» **PROVIDED TEXT**
········

Imports Service user instructions

Draft with notes and next steps

Note: Process and documentation for initializing an authority required. Currently, Glen creates a record in the CSpace UI which initializes the default authority and creates a CSID.  That CSID can then be used in the steps below.

1. Create at least one sample record each of your various record types. Make sure you have data in any repeating fields or field groups.

2. Export those records using the Web-based administrative interface to Nuxeo, using Laramie's step-by-step instructions here:

<http://wiki.collectionspace.org/display/collectionspace/Imports+Service+Home#ImportsServiceHome-Howtodeterminethecorrectvaluestoputintoan%22%2Fimports%2Fimport%2Fschema%22element%3A>

Notes:

  • The Nuxeo web-based administrative interface comes with CSpace installation, and runs on port 8080. 
  • We need to check to see if complex catalog record is correctly returned, e.g., nested repeating elements, and having multiple schemas, having ampersands and other character entities.  Note: It looks like you want to export a record that has data in all fields, but especially nested (repeating) structures.  Otherwise the  XML file might not have the XML elements for the nested structure.  See Talend-ETL work for UCB deployments notes as well.
  • Need to confirm how we change nuxeo administrator password, both in nuxeo and in services configuration.

········

» **MATERIAL PROVIDED**
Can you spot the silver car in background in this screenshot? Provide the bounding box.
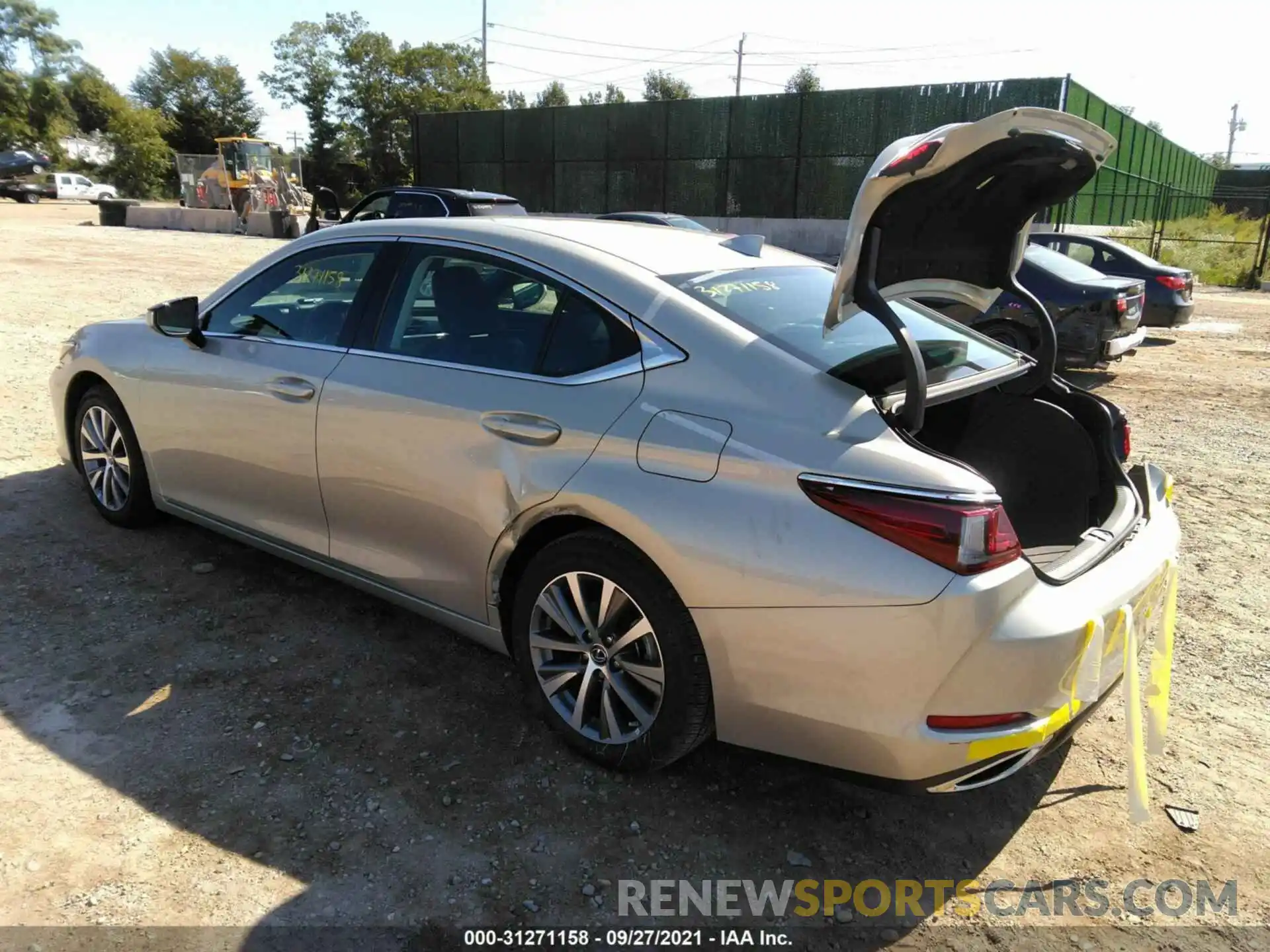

········

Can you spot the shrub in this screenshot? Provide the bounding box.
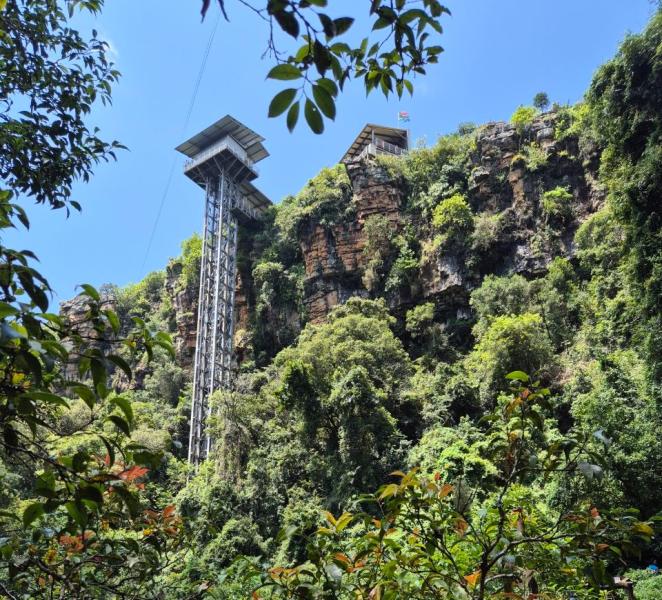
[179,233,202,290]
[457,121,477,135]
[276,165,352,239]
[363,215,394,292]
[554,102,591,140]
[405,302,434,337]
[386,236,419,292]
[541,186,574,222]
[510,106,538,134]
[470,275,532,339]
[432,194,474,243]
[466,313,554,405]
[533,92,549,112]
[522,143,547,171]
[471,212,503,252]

········

» **JOBS**
1) From the Imports Service instructions, reproduce word for word the passage starting with "2. Export those" and going on through "notes as well.".
2) In the Imports Service instructions, on which port does the Nuxeo web-based administrative interface run?

» **CORRECT ANSWERS**
1)
2. Export those records using the Web-based administrative interface to Nuxeo, using Laramie's step-by-step instructions here:

<http://wiki.collectionspace.org/display/collectionspace/Imports+Service+Home#ImportsServiceHome-Howtodeterminethecorrectvaluestoputintoan%22%2Fimports%2Fimport%2Fschema%22element%3A>

Notes:

  • The Nuxeo web-based administrative interface comes with CSpace installation, and runs on port 8080. 
  • We need to check to see if complex catalog record is correctly returned, e.g., nested repeating elements, and having multiple schemas, having ampersands and other character entities.  Note: It looks like you want to export a record that has data in all fields, but especially nested (repeating) structures.  Otherwise the  XML file might not have the XML elements for the nested structure.  See Talend-ETL work for UCB deployments notes as well.

2) Port 8080.